◆ EXERCISE DIRECTIONS
Reproduce verbatim the portion of the material that begins with the line containing "In this exercise you will indicate the wrinkled" and ends with the line containing "Target: wrinkled petal", including both of those lines.

____

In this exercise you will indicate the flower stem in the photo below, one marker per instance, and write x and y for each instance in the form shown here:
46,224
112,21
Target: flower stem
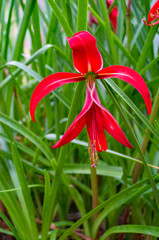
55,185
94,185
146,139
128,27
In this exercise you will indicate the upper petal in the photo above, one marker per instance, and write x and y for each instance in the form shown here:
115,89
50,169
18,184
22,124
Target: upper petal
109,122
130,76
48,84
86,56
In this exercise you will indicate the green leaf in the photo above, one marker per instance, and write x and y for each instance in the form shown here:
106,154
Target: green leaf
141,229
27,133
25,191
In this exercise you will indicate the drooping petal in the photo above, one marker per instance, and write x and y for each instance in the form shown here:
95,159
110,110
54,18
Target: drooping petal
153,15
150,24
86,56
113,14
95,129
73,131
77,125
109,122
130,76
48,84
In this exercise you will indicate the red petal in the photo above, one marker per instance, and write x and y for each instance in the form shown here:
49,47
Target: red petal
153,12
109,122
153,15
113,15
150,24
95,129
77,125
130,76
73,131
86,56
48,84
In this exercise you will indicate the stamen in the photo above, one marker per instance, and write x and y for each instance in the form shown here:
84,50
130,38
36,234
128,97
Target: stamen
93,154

____

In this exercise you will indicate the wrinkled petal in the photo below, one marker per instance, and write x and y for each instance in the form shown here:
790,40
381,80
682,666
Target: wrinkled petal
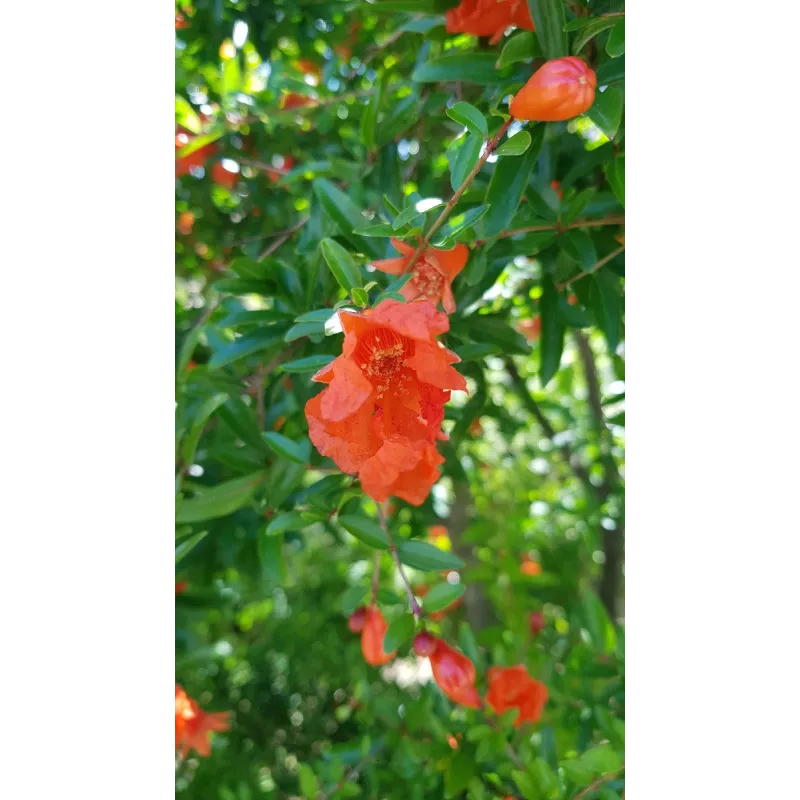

____

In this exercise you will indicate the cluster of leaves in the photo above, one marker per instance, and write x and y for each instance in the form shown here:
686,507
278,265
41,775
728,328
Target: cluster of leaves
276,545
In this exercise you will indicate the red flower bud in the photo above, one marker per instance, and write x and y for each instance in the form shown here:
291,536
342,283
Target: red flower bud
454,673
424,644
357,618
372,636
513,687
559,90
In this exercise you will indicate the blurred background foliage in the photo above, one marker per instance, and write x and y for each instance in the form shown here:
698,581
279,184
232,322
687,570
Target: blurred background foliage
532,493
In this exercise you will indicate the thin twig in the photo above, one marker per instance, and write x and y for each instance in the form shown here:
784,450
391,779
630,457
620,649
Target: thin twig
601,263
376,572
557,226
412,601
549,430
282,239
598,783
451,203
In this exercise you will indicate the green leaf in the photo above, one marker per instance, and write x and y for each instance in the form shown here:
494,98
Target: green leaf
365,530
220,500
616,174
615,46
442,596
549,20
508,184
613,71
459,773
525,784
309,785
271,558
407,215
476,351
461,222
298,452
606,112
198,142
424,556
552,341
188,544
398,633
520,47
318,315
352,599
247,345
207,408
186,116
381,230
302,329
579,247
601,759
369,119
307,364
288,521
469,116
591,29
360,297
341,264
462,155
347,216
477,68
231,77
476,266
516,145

____

◆ TASK RESULT
In this exercise you will indicate the wrinkled petal in the photo below, one marker per instance, and write x and y for each instance in the form shown here:
790,40
381,80
682,666
Target: wrinkled petal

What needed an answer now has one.